### Check your understanding
(A) According to the article on recreating the dinosaur-snout-to-bird-beak transition, in which academic journal did the scientists publish details of their study?
(B) Continue the article on recreating the dinosaur-snout-to-bird-beak transition from the point where it stops.

### Selected text

—————

Transition from dinosaur snout to bird beak recreated by scientists

Scientists have managed to replicate the molecular process that led to the first bird beaks from dinosaur snouts by using the fossil record as a guide. This is the first successful reversion of a bird’s skull features.

The research team, led by Harvard developmental biologist Arhat Abzhanov and Yale paleontologist and developmental biologist Bhart-Anjan S. Bhullar, replicated ancestral molecular development to transform chicken embryos in the lab into specimens with a dino-type snout and a palate configuration similar to that of the Archaeopteryx and Velociraptor, two types of small dinosaurs.

The scientists, who published details of their study in the academic journal Evolution (citation below), jokingly requested readers not to call their specimens ‘dino-chickens’.

Dino snout to first bird beak

Scientists retraced the bird’s beak to its dinosaur origins, in the lab. (Image: Yale)

—————

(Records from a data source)
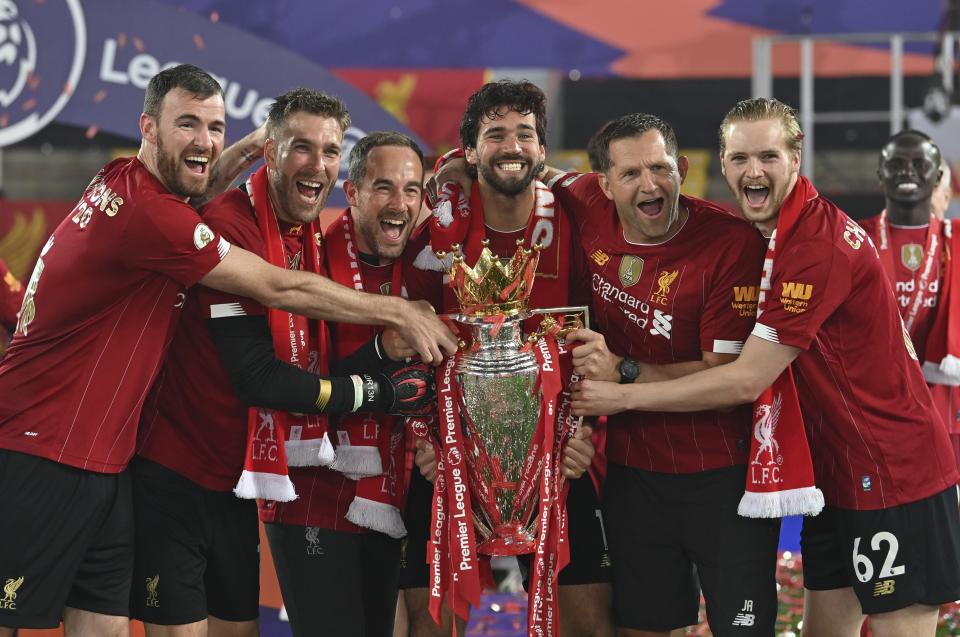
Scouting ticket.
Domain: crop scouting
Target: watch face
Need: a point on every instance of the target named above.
(629, 370)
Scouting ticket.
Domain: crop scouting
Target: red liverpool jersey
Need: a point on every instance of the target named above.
(561, 272)
(324, 496)
(668, 303)
(907, 244)
(875, 437)
(193, 422)
(99, 312)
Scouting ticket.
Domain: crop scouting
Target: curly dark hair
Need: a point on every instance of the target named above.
(305, 100)
(623, 127)
(496, 99)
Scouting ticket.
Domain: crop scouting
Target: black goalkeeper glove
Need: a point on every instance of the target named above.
(401, 390)
(414, 389)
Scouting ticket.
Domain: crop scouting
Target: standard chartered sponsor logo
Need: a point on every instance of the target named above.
(633, 308)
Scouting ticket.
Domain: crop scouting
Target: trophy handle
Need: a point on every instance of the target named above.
(570, 309)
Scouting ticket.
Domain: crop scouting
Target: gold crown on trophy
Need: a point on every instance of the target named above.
(492, 286)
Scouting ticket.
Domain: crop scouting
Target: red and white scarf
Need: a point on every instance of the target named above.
(780, 478)
(370, 447)
(276, 439)
(941, 360)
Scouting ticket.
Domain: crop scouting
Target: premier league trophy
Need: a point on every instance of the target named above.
(500, 373)
(504, 415)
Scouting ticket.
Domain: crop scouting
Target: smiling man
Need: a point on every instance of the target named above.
(913, 242)
(337, 547)
(671, 299)
(502, 133)
(199, 541)
(97, 317)
(887, 544)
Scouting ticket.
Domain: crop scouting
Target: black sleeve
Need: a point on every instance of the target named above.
(368, 358)
(246, 349)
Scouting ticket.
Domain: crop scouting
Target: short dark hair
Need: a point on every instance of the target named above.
(361, 150)
(496, 99)
(920, 136)
(626, 126)
(188, 77)
(305, 100)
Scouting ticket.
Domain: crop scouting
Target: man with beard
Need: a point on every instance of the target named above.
(337, 547)
(502, 134)
(887, 545)
(96, 320)
(913, 241)
(193, 534)
(665, 286)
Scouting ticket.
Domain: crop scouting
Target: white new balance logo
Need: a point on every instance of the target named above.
(661, 324)
(744, 619)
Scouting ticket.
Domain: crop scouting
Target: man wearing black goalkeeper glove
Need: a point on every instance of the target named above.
(339, 577)
(200, 542)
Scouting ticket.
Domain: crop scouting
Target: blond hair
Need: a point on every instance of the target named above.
(758, 109)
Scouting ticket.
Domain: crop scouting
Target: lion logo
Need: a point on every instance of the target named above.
(10, 589)
(152, 583)
(266, 422)
(664, 281)
(767, 418)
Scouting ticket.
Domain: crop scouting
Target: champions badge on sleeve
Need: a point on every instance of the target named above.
(504, 414)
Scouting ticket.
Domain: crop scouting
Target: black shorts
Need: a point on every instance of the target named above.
(66, 540)
(674, 534)
(197, 551)
(335, 583)
(893, 558)
(589, 553)
(414, 572)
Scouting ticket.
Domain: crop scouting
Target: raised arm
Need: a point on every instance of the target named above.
(245, 274)
(728, 385)
(234, 160)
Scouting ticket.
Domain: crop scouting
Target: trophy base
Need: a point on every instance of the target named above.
(508, 539)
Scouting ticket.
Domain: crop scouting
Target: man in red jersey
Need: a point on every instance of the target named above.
(338, 576)
(671, 299)
(888, 543)
(502, 134)
(913, 241)
(197, 546)
(11, 294)
(96, 319)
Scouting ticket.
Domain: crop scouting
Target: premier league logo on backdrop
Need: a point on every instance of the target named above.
(42, 49)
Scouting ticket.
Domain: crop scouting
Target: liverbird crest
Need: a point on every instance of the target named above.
(492, 286)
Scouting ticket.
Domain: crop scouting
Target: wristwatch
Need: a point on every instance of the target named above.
(629, 370)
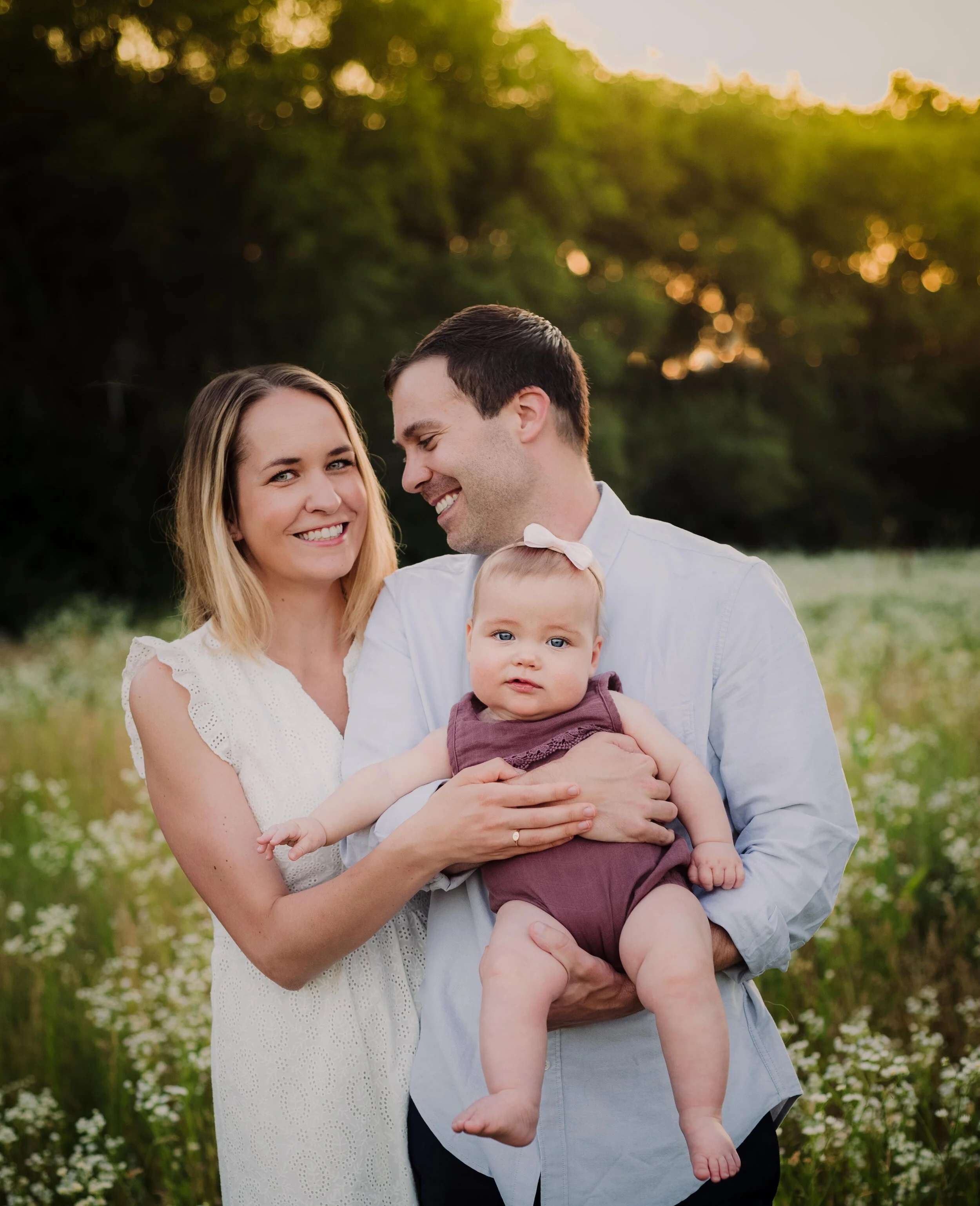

—————

### Responses for each task
(A) Evolution

(B)
Lead author, Prof. Bhullar said:

“Our goal here was to understand the molecular underpinnings of an important evolutionary transition, not to create a ‘dino-chicken’ simply for the sake of it.”

Scientists, authors and lay people have long been interested in finding a mechanism to recreate elements of dinosaur physiology. It has been featured in everything from the upcoming film ‘Jurassic World’ to molecular biologist Jack Horner’s 2009 book ‘How to Build a Dinosaur’.

 

The researchers, in this case, were interested in the importance of the beak to avian anatomy.

Bird’s beak crucial for avian feeding

Prof. Bhullar explained:

“The beak is a crucial part of the avian feeding apparatus, and is the component of the avian skeleton that has perhaps diversified most extensively and most radically — consider flamingos, parrots, hawks, pelicans, and hummingbirds, among others.”

“Yet little work has been done on what exactly a beak is, anatomically, and how it got that way either evolutionarily or developmentally.”

In this new study, the authors detail a new approach to finding the molecular mechanism involved in creating the beak’s skeleton.

They started off by doing quantitative analysis of the anatomy of related fossils and animals that exist today to generate a hypothesis regarding the transition. Then they searched for possible changes in gene expression that correlated with the transition.

Prof. Bhullar and colleagues looked at gene expression in the embryos of turtles, lizards, alligators and emus.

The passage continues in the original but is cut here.